Exercise instructions » Could you arrange all of the material below as a two-column CSV with the headers "request" and "outlines", one row per request, putting each request's text and its answer in a single quoted field and turning any line breaks into spaces?

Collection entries

•••

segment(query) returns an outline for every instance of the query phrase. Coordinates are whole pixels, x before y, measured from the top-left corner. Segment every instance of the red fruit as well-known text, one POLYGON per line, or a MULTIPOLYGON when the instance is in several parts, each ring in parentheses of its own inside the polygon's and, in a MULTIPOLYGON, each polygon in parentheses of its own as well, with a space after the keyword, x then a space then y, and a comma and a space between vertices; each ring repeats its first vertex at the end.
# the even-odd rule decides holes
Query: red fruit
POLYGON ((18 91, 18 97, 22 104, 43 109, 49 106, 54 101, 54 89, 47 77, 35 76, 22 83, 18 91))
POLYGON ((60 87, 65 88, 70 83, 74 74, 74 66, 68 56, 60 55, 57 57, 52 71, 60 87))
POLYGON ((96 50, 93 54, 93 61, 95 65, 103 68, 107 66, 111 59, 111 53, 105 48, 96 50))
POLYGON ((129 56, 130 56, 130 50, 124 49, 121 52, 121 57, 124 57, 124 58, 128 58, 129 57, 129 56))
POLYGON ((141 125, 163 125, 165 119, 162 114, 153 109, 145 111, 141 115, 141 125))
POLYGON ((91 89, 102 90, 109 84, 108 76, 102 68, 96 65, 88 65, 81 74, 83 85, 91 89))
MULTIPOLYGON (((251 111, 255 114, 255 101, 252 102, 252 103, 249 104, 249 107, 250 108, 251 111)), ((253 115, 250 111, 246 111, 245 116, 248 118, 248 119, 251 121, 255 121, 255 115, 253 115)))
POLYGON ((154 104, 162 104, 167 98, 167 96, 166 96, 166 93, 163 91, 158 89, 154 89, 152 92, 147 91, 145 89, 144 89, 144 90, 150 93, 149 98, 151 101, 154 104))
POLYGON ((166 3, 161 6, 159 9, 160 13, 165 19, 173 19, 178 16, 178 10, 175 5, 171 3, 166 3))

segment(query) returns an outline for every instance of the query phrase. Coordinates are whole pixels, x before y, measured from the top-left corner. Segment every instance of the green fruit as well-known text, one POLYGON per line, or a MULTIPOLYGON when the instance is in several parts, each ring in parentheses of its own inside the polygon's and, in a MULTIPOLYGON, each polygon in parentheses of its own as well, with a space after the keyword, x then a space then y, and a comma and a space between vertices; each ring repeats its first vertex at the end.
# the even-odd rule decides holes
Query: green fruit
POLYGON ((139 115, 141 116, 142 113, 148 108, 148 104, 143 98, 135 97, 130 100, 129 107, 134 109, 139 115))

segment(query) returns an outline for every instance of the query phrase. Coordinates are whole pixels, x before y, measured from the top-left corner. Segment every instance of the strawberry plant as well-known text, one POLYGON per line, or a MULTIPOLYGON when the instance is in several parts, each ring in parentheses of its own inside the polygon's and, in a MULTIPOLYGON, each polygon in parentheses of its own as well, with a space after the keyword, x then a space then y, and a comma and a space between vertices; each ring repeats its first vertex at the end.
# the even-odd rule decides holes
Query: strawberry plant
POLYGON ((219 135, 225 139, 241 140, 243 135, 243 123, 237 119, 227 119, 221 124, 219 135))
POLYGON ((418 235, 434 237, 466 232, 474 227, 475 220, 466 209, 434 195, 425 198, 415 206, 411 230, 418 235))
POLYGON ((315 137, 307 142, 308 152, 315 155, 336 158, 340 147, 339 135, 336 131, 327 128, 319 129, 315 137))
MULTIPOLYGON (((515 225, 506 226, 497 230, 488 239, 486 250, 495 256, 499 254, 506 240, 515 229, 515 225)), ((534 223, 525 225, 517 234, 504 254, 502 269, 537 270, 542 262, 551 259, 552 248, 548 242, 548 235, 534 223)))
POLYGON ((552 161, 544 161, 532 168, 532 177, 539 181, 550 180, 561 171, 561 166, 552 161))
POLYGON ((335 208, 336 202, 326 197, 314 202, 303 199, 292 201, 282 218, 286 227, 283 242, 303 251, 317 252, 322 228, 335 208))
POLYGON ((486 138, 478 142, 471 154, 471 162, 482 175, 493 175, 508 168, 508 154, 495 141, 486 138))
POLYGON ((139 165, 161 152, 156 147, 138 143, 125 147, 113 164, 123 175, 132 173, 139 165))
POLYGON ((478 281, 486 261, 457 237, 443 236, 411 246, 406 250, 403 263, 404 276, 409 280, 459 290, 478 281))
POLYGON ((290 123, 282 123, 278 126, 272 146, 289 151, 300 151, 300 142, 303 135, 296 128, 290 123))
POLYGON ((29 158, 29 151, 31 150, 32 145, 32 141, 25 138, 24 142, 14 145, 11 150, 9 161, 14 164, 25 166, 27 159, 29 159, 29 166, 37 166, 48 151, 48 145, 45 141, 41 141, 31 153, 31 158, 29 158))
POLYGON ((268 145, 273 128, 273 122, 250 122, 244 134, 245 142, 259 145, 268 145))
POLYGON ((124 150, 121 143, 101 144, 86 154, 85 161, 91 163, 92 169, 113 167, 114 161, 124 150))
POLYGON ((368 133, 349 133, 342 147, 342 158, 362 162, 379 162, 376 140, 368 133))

•••

Written answer »
request,outlines
"segment(query) returns an outline for every instance of the query phrase. Coordinates are whole pixels, x before y, measured from the top-left corner. Segment every instance of the red fruit as well-known text, one POLYGON per line, or a MULTIPOLYGON when the instance is in several parts, each ring in parentheses of its own inside the polygon's and, in a MULTIPOLYGON, each polygon in parentheses of its own as well, with a space after the keyword, x then a space then y, and a comma and a space between vertices; each ring repeats its first vertex at the end. # the even-odd rule decides holes Query: red fruit","POLYGON ((18 91, 18 97, 22 104, 43 109, 49 106, 54 101, 54 89, 47 77, 35 76, 22 83, 18 91)) POLYGON ((60 87, 65 88, 70 83, 74 74, 74 66, 68 56, 60 55, 57 57, 52 71, 60 87)) POLYGON ((96 50, 93 54, 93 61, 95 65, 103 68, 107 66, 111 59, 111 53, 105 48, 96 50)) POLYGON ((129 56, 130 56, 130 50, 124 49, 121 52, 121 57, 124 57, 124 58, 128 58, 129 57, 129 56)) POLYGON ((141 125, 163 125, 165 119, 162 114, 153 109, 145 111, 141 115, 141 125)) POLYGON ((91 89, 102 90, 109 84, 108 76, 102 68, 96 65, 88 65, 81 74, 83 85, 91 89)) MULTIPOLYGON (((251 111, 255 114, 255 101, 252 102, 252 103, 249 104, 249 107, 250 108, 251 111)), ((253 115, 250 111, 246 111, 245 116, 248 118, 248 119, 251 121, 255 121, 255 115, 253 115))) POLYGON ((154 104, 162 104, 167 98, 167 96, 166 96, 166 93, 163 91, 158 89, 154 89, 152 92, 147 91, 145 89, 144 89, 144 90, 150 93, 149 98, 151 101, 154 104)) POLYGON ((166 3, 161 6, 159 9, 160 13, 165 19, 173 19, 178 16, 178 10, 175 5, 171 3, 166 3))"
"segment(query) returns an outline for every instance of the query phrase. Coordinates are whole pixels, x before y, measured from the top-left corner. Segment every instance of the green fruit as well-known text, one POLYGON per line, or a MULTIPOLYGON when the instance is in several parts, each ring in parentheses of its own inside the polygon's and, in a MULTIPOLYGON, each polygon in parentheses of its own as well, with a space after the keyword, x then a space then y, and a comma and a space between vertices; each ring repeats its first vertex at the end. # the even-odd rule decides holes Query: green fruit","POLYGON ((139 115, 141 116, 142 113, 148 108, 148 104, 143 98, 135 97, 130 100, 129 107, 134 109, 139 115))"
"segment(query) returns an outline for every instance of the query phrase. Coordinates are whole pixels, x before y, measured from the top-left corner. Segment every instance of the strawberry plant as well-known text, one POLYGON per line, or a MULTIPOLYGON when the instance is in several parts, each ring in parentheses of its own inside the polygon's and, in a MULTIPOLYGON, each polygon in parentheses of its own as well, with a space after the keyword, x then a space then y, and a comma and a space between vertices; each ring repeats its first vertex at the end. # the even-odd rule decides holes Query: strawberry plant","POLYGON ((219 135, 225 139, 241 140, 243 135, 243 123, 237 119, 227 119, 221 124, 219 135)) POLYGON ((418 235, 434 237, 466 232, 474 227, 475 220, 466 209, 434 195, 425 198, 415 206, 411 230, 418 235)) POLYGON ((315 137, 307 142, 308 152, 315 155, 336 158, 340 147, 339 135, 336 131, 327 128, 319 129, 315 137)) MULTIPOLYGON (((515 225, 506 226, 497 230, 488 239, 486 250, 495 256, 499 254, 506 240, 515 229, 515 225)), ((534 223, 525 225, 517 234, 504 254, 502 269, 537 270, 542 262, 551 259, 552 248, 548 242, 548 235, 534 223))) POLYGON ((552 161, 544 161, 532 168, 532 177, 539 181, 550 180, 561 171, 561 166, 552 161)) POLYGON ((335 208, 336 202, 326 197, 314 202, 303 199, 292 201, 282 218, 286 227, 283 242, 303 251, 317 252, 322 228, 335 208)) POLYGON ((486 138, 478 142, 471 154, 471 162, 482 175, 493 175, 508 168, 508 154, 495 141, 486 138)) POLYGON ((139 165, 161 152, 156 147, 138 143, 125 147, 113 164, 123 175, 132 173, 139 165)) POLYGON ((478 281, 486 261, 457 237, 443 236, 411 246, 406 250, 403 263, 404 276, 409 280, 459 290, 478 281)) POLYGON ((290 123, 282 123, 278 126, 272 146, 289 151, 300 151, 300 142, 303 135, 296 128, 290 123)) POLYGON ((29 158, 29 151, 31 150, 32 145, 32 141, 25 138, 24 142, 14 145, 11 150, 9 161, 14 164, 25 166, 27 159, 29 159, 29 166, 37 166, 48 151, 48 145, 45 141, 41 141, 31 153, 31 158, 29 158)) POLYGON ((268 145, 273 128, 273 122, 250 122, 244 134, 245 142, 259 145, 268 145)) POLYGON ((124 150, 121 143, 101 144, 86 154, 85 161, 91 163, 92 169, 113 167, 114 161, 124 150)) POLYGON ((368 133, 349 133, 342 147, 342 158, 362 162, 379 162, 376 140, 368 133))"